» **Job**
Please copy out the listing below word for word, omitting the pictures.

» **Data shown**
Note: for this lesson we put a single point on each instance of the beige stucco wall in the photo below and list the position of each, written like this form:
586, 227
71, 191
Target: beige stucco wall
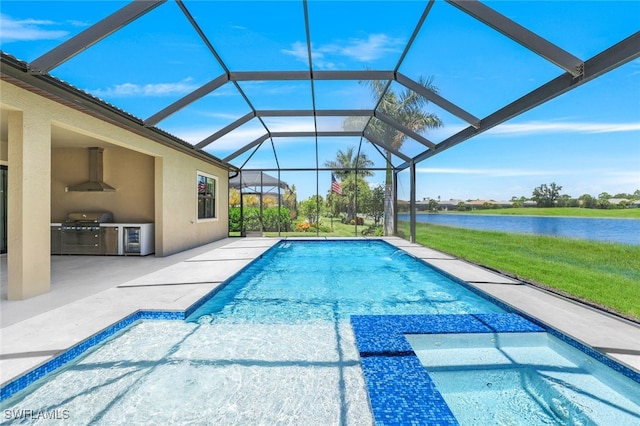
130, 172
3, 152
154, 182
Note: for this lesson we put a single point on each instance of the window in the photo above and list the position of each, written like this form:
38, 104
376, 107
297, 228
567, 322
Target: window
206, 197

» **The answer**
Note: for this lesson we put a single point on each instance of the beige stucco wall in the photo below and list the position of each, written like this form:
586, 227
71, 191
Target: beige stucco wall
130, 172
3, 152
154, 182
Note: for this lesson we put a single point on each instance of the window in the photo above and list the position of each, written like this form:
38, 104
376, 107
297, 228
567, 322
Target: window
206, 197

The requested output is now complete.